▸ **To do**:
Each line of the records containing "teeth" is to be copied out and returned.

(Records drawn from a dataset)
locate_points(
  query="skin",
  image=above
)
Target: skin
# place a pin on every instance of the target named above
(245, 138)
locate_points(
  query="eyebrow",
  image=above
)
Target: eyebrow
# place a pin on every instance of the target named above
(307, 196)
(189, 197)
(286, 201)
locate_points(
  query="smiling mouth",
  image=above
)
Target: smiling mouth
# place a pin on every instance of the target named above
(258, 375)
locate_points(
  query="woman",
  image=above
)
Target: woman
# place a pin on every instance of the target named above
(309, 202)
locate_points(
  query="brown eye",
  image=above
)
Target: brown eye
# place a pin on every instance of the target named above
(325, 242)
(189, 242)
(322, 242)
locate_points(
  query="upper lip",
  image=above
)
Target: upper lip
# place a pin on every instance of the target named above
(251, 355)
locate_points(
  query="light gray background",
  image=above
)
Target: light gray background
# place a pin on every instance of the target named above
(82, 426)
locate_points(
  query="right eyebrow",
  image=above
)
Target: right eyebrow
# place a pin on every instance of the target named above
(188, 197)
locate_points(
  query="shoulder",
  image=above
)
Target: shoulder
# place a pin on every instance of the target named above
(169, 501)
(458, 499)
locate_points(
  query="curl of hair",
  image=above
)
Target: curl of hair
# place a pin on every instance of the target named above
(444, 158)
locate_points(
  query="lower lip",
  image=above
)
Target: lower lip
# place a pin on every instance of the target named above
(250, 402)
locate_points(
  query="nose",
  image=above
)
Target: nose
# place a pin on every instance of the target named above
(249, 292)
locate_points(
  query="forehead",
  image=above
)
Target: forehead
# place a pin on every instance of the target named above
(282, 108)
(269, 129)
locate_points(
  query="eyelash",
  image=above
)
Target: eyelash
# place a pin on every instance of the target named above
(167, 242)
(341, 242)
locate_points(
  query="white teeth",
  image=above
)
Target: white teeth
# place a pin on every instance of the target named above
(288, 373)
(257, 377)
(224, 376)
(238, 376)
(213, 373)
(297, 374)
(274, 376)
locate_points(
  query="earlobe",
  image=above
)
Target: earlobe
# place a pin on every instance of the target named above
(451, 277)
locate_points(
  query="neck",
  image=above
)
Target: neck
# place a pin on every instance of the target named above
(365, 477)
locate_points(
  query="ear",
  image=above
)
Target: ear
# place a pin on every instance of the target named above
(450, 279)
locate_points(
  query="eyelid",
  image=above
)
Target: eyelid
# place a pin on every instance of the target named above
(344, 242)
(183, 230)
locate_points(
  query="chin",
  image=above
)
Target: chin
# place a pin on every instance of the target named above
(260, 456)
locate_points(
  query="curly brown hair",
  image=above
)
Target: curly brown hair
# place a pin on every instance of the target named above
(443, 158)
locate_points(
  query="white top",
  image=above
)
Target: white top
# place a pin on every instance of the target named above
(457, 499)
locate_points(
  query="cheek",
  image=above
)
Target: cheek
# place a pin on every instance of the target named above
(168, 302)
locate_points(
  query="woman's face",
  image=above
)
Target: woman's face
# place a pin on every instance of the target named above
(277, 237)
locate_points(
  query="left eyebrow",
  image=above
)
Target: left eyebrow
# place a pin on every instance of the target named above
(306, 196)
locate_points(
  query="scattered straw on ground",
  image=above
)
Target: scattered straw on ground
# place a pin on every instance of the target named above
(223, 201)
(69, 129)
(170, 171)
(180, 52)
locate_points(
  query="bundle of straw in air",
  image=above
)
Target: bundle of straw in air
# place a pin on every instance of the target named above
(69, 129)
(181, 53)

▸ **Result of this exercise**:
  query="white teeth",
Target: white teeth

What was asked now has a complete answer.